■ Aufgaben und Übungen
- 1) Entnimm dem Artikel über den Dalai Lama in Zürich wortgetreu die Stelle, die bei „Der geistliche Führer“ beginnt und bei „zu erkennen sein.“ endet.
- 2) Wo befinden sich laut dem Artikel über den Dalai Lama in Zürich die 2000 zusätzlich freigegebenen Sitzplätze?
- 3) Führe den Artikel über den Dalai Lama in Zürich nach seinem letzten Satz fort.

■ Ausgewählter Textauszug
-.-.-

Dalai Lama in Zürich: Sinkt sein Stern?

Der geistliche Führer der Tibeter besucht am Wochenende die Schweiz. Die Politik macht einen weiten Bogen um ihn – sehr zur Freude Pekings.

Nach einem wochenlangen Klinikaufenthalt in den USA wird der Dalai Lama am Wochenende in Zürich auftreten.

Nach einem wochenlangen Klinikaufenthalt in den USA wird der Dalai Lama am Wochenende in Zürich auftreten.

Ashwini Bhatia / AP

Die Schweiz erhält hohen Besuch: Der Dalai Lama wird am Sonntag im Zürcher Hallenstadion auftreten. Die Veranstaltung ist schon lange ausverkauft. Das Interesse ist so gross, dass die Veranstalter zusätzlich zu den bereits abgesetzten 9600 Billetts 2000 weitere Sitzplätze zum Verkauf freigaben. Diese befinden sich hinter der Bühne. Sehen wird man den geistlichen Führer der Tibeter von dort aus nicht. Auch die Videoleinwand im Stadion dürfte von diesen «billigen Plätzen» aus kaum zu erkennen sein.

-.-.-

■ Verfügbare Daten
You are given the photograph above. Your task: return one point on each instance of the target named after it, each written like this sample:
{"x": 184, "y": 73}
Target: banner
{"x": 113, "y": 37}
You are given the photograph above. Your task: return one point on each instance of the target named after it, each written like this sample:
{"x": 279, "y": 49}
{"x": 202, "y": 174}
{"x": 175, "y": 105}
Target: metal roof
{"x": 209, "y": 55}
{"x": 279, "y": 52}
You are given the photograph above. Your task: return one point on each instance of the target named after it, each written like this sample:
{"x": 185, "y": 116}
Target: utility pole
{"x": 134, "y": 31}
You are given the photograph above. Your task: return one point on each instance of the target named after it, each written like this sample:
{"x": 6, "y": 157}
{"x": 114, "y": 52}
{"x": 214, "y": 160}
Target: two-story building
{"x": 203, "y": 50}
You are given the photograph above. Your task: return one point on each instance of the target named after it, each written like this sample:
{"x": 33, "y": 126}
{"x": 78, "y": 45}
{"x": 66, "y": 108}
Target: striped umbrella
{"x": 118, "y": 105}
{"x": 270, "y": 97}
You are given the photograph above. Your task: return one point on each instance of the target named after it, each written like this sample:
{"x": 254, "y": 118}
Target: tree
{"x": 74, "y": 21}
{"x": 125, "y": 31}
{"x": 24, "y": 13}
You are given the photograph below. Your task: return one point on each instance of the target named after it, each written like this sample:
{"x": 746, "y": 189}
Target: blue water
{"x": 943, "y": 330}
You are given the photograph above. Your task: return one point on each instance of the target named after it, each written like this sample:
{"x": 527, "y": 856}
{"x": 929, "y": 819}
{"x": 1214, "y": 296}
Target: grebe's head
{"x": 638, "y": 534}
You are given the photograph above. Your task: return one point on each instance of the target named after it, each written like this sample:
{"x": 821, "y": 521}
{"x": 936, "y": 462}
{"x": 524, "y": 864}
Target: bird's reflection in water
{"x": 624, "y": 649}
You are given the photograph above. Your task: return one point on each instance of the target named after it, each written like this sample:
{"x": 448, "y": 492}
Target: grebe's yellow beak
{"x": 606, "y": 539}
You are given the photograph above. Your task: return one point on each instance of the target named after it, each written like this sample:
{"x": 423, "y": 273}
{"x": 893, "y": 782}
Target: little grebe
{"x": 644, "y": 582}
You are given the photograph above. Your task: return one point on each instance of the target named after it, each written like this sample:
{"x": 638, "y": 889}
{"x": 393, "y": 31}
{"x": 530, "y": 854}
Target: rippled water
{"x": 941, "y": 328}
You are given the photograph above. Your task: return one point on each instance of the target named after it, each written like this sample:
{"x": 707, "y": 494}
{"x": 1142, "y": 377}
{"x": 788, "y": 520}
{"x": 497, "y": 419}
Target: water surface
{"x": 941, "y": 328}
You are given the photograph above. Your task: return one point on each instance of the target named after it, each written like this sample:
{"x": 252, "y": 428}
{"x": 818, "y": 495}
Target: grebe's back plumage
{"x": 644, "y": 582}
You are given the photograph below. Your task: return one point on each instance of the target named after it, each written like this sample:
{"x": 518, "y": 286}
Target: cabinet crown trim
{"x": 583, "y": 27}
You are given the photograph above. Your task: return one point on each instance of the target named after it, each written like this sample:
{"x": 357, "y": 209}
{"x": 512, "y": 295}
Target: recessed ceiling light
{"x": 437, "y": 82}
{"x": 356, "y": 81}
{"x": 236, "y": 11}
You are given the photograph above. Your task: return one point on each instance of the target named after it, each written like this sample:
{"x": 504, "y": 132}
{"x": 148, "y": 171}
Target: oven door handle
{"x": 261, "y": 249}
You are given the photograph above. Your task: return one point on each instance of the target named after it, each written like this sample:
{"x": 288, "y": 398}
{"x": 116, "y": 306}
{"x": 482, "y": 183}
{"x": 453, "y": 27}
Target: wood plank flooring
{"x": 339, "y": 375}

-.-.-

■ Lösungen
- 1)
Der geistliche Führer der Tibeter besucht am Wochenende die Schweiz. Die Politik macht einen weiten Bogen um ihn – sehr zur Freude Pekings.

Nach einem wochenlangen Klinikaufenthalt in den USA wird der Dalai Lama am Wochenende in Zürich auftreten.

Nach einem wochenlangen Klinikaufenthalt in den USA wird der Dalai Lama am Wochenende in Zürich auftreten.

Ashwini Bhatia / AP

Die Schweiz erhält hohen Besuch: Der Dalai Lama wird am Sonntag im Zürcher Hallenstadion auftreten. Die Veranstaltung ist schon lange ausverkauft. Das Interesse ist so gross, dass die Veranstalter zusätzlich zu den bereits abgesetzten 9600 Billetts 2000 weitere Sitzplätze zum Verkauf freigaben. Diese befinden sich hinter der Bühne. Sehen wird man den geistlichen Führer der Tibeter von dort aus nicht. Auch die Videoleinwand im Stadion dürfte von diesen «billigen Plätzen» aus kaum zu erkennen sein.

- 2) Hinter der Bühne.

- 3)
Aber das macht nichts. Die Anhänger des Dalai Lama wollen ihm einfach nahe sein.

«Wir freuen uns sehr auf Sonntag», sagt Karma Lobsang, die Stiftungsratspräsidentin des Tibet-Instituts in Rikon im Tösstal. «Das ist ein Geschenk.» Karma Gahler, die Co-Präsidentin des Vereins Tibeter Jugend in Europa, findet es «megaschön»: Der Besuch des Dalai Lama sei eine Ehre für die Schweiz. Zumal sich ein solcher nicht mehr allzu oft wiederholen dürfte.

In der tibetischen Diaspora – sie zählt in der Schweiz über 8000 Menschen und steht damit für die grösste Gemeinde von Exil-Tibetern in Europa – ist die Strahlkraft «Seiner Heiligkeit» ungebrochen.

Und in der hiesigen Politik?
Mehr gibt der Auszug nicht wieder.